Josien van den Noort, Vanessa Scholtes, Jules Becher, Jaap Harlaar
VU University Medical Center, Department of Rehabilitation Medicine, MOVE Research Institute, Amsterdam, The Netherlands
Cerebral palsy (CP) is the most common cause of physical disability in childhood, affecting 1.5-3.0 per 1000 living births in Europe. Spasticity is a clinical phenomenon that is frequently present in CP. It is characterized by a velocity-dependent increase in stretch reflexes. This hyper excitability of stretch reflexes in muscles limits children in their mobility and gait.
Several physical examination tests have been developed to assess spasticity. These tests are used to assist clinical decision-making and the evaluation treatment, such as botulinum toxin type A injections, selective dorsal rhizotomy and orthopaedic surgery. However, performance and interpretation of these tests are often subjective and inaccurate, and standardisation is often lacking. Furthermore, the definition of spasticity, in relation to its aetiology and its clinical expression at joint level, has been subject to debate for a long time.
Instrumentation of a spasticity test could be very helpful for standardization of test performance, objective results and insight in the underlying mechanisms of spasticity. We therefore applied IMMS (sensors of the inertial and magnetic measurement system of Xsens, Xbus Kit) and EMG (electromyography) to measure joint angle, joint angular velocity and acceleration, and muscle activity during performance of the SPAT (Spasticity Test, based on the Tardieu Scale) in 20 children with CP.

> _Data provided_:
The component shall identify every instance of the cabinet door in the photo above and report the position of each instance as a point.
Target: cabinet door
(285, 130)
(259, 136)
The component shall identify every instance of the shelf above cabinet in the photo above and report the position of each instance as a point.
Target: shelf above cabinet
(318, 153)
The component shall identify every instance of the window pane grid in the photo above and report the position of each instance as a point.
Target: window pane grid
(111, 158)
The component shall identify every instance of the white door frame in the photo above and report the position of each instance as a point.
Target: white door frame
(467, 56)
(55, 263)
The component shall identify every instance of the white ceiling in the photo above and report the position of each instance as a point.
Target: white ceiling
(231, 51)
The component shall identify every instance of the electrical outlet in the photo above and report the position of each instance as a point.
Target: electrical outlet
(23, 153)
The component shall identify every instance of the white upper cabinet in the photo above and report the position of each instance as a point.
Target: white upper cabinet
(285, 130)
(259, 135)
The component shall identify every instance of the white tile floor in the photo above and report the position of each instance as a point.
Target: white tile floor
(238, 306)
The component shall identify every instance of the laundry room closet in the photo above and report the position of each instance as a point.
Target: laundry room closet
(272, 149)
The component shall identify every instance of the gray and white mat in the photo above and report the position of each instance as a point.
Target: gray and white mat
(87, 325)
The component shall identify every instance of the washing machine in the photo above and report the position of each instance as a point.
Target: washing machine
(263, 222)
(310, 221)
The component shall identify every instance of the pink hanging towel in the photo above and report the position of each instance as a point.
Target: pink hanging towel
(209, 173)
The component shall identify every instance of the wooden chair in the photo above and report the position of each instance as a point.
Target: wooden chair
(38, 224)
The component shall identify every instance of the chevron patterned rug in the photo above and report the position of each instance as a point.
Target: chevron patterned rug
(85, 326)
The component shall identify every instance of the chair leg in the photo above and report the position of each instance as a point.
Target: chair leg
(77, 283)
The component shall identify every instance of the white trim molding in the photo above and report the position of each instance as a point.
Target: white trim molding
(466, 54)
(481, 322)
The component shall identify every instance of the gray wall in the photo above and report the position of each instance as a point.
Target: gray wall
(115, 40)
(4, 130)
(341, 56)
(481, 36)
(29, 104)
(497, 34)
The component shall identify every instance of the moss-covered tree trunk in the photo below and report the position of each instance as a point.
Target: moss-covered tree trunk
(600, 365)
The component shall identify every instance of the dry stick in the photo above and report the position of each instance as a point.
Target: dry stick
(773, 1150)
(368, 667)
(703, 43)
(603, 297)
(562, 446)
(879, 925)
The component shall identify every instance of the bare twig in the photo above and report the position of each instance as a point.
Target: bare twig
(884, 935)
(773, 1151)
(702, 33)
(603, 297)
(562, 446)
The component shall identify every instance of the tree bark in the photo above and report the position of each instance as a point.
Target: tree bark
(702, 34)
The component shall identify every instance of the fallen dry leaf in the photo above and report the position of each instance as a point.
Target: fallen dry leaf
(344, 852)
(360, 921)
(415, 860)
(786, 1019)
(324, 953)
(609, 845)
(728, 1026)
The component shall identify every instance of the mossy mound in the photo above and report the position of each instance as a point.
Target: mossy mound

> _Task requirements_:
a) From the passage above on spasticity in cerebral palsy, reproduce word for word the portion starting at "Josien van den" and ending at "mobility and gait.".
b) Which treatments does the cerebral palsy passage above give as examples of what spasticity tests help evaluate? List every one.
c) Write the next part of the passage on instrumented spasticity testing in cerebral palsy, picking up right after its final sentence.

> _Set of answers_:
a)
Josien van den Noort, Vanessa Scholtes, Jules Becher, Jaap Harlaar
VU University Medical Center, Department of Rehabilitation Medicine, MOVE Research Institute, Amsterdam, The Netherlands
Cerebral palsy (CP) is the most common cause of physical disability in childhood, affecting 1.5-3.0 per 1000 living births in Europe. Spasticity is a clinical phenomenon that is frequently present in CP. It is characterized by a velocity-dependent increase in stretch reflexes. This hyper excitability of stretch reflexes in muscles limits children in their mobility and gait.

b)
- Botulinum toxin type A injections
- Selective dorsal rhizotomy
- Orthopaedic surgery

c)
The SPAT included a slow and a fast passive stretch of three different lower leg muscles: the medial hamstrings (knee extension movement), the soleus and the gastrocnemius (ankle dorsal flexion movement). The slow stretch was performed to measure the total range of motion of the joint (ROM). The fast stretch was performed to measure spasticity. Spasticity is indicated by a catch, which is an abrupt stop or increased resistance in the motion caused by a sudden increase in muscle activity, before the end ROM is reached.
Two IMMS sensors were placed on the proximal and distal body segment suing neoprene straps. EMG sensors were placed on the muscles. The joint angles that were measured with the IMMS sensors were compared to goniometric measurements. A goniometer is usually applied in clinical practice to measure the angle of the catch after the performance of the stretch movement. Furthermore, we compared the muscle activity from the slow movements with the muscle activity from the fast movements with and without catch.
Application of IMMS improves the objectivity, accuracy and standardization of joint angle measurement during spasticity tests. The catch can easily be defined in the joint angle signal. In contrast, a goniometer can only be used in a static situation after the muscle stretch, causing inaccurate measurement of the catch.
The EMG measurements showed that muscle activity is highly increased in fast passive stretches were a catch is encountered. This indicates that muscle activity is primarily responsible for the catch.
In clinical practice, the combination of IMMS with EMG adds to the reliability and meaningfulness of clinical spasticity tests, and provides insight into the expression of spasticity at joint level.